**Exercise directions**
Give back every record below, character for character.
==========
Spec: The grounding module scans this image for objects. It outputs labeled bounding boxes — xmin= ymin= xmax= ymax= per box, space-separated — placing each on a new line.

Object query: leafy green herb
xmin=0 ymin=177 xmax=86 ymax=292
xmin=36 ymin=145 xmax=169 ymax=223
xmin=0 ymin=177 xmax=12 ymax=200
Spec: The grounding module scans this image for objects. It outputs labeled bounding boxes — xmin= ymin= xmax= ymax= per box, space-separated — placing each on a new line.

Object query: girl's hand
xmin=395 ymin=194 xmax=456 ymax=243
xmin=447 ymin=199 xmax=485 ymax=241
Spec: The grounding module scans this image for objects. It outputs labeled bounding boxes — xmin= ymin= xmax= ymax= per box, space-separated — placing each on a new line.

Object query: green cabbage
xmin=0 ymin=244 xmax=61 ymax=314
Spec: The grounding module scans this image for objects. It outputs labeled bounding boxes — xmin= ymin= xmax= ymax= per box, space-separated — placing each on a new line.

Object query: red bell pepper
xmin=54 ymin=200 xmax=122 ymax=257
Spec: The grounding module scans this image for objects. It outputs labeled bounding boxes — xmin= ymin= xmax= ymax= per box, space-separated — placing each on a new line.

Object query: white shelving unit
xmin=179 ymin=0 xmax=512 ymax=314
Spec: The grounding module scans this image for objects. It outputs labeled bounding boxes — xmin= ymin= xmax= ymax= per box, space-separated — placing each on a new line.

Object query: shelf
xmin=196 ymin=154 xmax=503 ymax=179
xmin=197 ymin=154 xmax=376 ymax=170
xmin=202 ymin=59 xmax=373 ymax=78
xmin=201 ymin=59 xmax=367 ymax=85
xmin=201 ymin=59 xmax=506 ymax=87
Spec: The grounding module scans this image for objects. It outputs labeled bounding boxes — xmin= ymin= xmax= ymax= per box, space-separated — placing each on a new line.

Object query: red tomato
==========
**Expected output**
Spec: The grounding module scans this image for objects. It outputs labeled bounding boxes — xmin= ymin= xmax= ymax= per box, space-separated — placing each on a new line.

Object query: leafy green herb
xmin=0 ymin=177 xmax=86 ymax=292
xmin=36 ymin=145 xmax=169 ymax=223
xmin=0 ymin=177 xmax=12 ymax=200
Spec: The grounding module scans this image for objects. It outputs labeled bounding boxes — xmin= ymin= xmax= ymax= per box, space-separated — placing each on a new line.

Object query: girl's hand
xmin=395 ymin=194 xmax=456 ymax=243
xmin=447 ymin=199 xmax=485 ymax=241
Spec: The grounding module scans this image for objects. It outputs labeled bounding boxes — xmin= ymin= xmax= ymax= per box, space-separated — placing each on a new line.

Object query: green cabbage
xmin=0 ymin=244 xmax=61 ymax=314
Spec: The grounding module scans this image for objects. It outputs labeled bounding boxes — xmin= ymin= xmax= ymax= per box, space-separated — placing each on a new line.

Object query: red bell pepper
xmin=54 ymin=200 xmax=122 ymax=257
Spec: The grounding module scans this image for objects. It outputs labeled bounding boxes — xmin= ymin= xmax= ymax= per box, space-separated — placing each on a new line.

Object query: white shelving unit
xmin=179 ymin=0 xmax=512 ymax=314
Spec: The grounding module scans this image for objects. It outputs labeled bounding boxes — xmin= ymin= xmax= ymax= per box, space-separated — placing each on a new line.

Object query: shelf
xmin=196 ymin=154 xmax=503 ymax=179
xmin=197 ymin=154 xmax=376 ymax=170
xmin=202 ymin=59 xmax=373 ymax=78
xmin=201 ymin=59 xmax=367 ymax=85
xmin=201 ymin=59 xmax=506 ymax=87
Spec: The grounding module scans this image for objects. It outputs labeled bounding boxes — xmin= ymin= xmax= ymax= per box, space-separated — placing each on a new line.

Object query: red tomato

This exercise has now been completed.